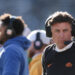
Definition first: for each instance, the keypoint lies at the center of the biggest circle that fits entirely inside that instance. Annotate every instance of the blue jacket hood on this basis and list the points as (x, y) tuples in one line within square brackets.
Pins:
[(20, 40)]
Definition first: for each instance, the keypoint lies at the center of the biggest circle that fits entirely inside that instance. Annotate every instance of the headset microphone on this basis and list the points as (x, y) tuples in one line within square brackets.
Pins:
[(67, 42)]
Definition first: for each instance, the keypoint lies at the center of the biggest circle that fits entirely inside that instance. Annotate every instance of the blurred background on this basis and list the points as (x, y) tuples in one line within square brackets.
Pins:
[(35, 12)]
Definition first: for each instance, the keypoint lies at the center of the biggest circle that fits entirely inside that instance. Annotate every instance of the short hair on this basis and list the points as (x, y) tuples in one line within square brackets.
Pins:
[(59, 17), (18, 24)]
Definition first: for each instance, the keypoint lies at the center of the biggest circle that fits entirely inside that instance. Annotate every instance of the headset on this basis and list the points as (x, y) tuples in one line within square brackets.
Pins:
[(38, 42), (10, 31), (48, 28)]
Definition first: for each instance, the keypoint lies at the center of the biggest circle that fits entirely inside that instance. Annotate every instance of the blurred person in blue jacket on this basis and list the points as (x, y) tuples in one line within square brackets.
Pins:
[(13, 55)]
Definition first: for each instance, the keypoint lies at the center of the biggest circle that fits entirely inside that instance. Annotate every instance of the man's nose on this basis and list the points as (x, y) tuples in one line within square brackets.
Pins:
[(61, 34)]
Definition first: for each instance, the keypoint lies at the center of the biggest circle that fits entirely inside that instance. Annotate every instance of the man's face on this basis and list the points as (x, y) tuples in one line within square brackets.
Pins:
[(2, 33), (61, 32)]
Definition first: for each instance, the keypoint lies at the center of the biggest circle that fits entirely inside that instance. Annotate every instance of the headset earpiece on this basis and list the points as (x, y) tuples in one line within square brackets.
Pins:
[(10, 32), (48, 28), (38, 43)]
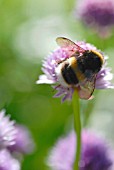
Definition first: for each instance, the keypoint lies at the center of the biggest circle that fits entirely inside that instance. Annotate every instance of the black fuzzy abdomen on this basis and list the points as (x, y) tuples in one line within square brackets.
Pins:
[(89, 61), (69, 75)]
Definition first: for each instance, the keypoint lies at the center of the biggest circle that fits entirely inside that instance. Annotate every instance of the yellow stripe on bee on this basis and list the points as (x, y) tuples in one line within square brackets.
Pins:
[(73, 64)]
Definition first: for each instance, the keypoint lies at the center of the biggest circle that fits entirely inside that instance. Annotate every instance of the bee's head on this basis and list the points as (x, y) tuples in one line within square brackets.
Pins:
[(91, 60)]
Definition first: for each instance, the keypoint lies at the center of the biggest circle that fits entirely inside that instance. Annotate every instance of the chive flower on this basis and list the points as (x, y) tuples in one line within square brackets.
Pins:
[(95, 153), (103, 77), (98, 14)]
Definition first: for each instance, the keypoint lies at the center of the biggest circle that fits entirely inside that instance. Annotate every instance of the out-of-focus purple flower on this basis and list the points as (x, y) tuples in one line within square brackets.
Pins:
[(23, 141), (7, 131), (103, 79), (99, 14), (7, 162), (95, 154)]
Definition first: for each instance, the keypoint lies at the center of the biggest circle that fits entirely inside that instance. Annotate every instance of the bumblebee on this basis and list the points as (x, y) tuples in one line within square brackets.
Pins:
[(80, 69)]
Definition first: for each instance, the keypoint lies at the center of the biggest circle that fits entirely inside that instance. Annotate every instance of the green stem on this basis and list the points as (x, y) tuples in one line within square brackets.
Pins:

:: Problem ::
Starting with the line that contains "of the black", print each line through the last one in the listing. Include both end lines and add nothing.

:: Answer to the task ::
Definition first: for each instance, the keypoint lies at the center of the biggest circle that fits entirely inside that instance. Annotate every instance of the black fuzzy abdomen on this basis and list the points as (x, y) tuples in one line within square brackets.
Pins:
[(89, 61), (69, 75)]
Definition first: for each instance, the keypoint lies at the center of the biggest circle that fits entirely inside that instance. Annotate every instance of the yellow stripe on bee on this basis and list the points as (x, y) tuples in one line within square brackets.
Pins:
[(73, 64)]
Definition first: for each instance, the keypoint lies at the center of the biggest circle that fits entirely inside that instance. Annotate every instance of the bee's head on this basis and list the points as (x, y) tuples in one line within square brackets.
Pins:
[(91, 60)]
Definition first: for each instance, the keypoint lies at the center of the biggest circle that fits entirely inside that instance. Annotate every instance of the chive flower on this basis and list the points as (x, y) tuples in one line within square brackets.
Pins:
[(95, 153), (103, 77), (98, 14)]
Definition first: for each instance, the keypoint lies at the center of the biggest circle that fits entirely inside that instance. Annotate every instance of the out-of-focus purple flower on this basis and list the points as (x, y) tuples in one line within square brackets.
Pins:
[(23, 141), (7, 131), (103, 79), (99, 14), (7, 162), (95, 154)]
Definition first: for each instance, the keypoint lies at the center of the biggest circle that fits entirely inside that instance. Annotate every instance of the bumblebee on this basis and list the points as (x, y) tuples in one line within square brackets.
Pins:
[(80, 69)]
Definition first: for each instance, the keypoint lies at the center of the biggest circle that fits entirely inside that instance. Annotate every instance of the green stem on this basis and list the points as (x, y) tuples in one line within square brackets.
Pins:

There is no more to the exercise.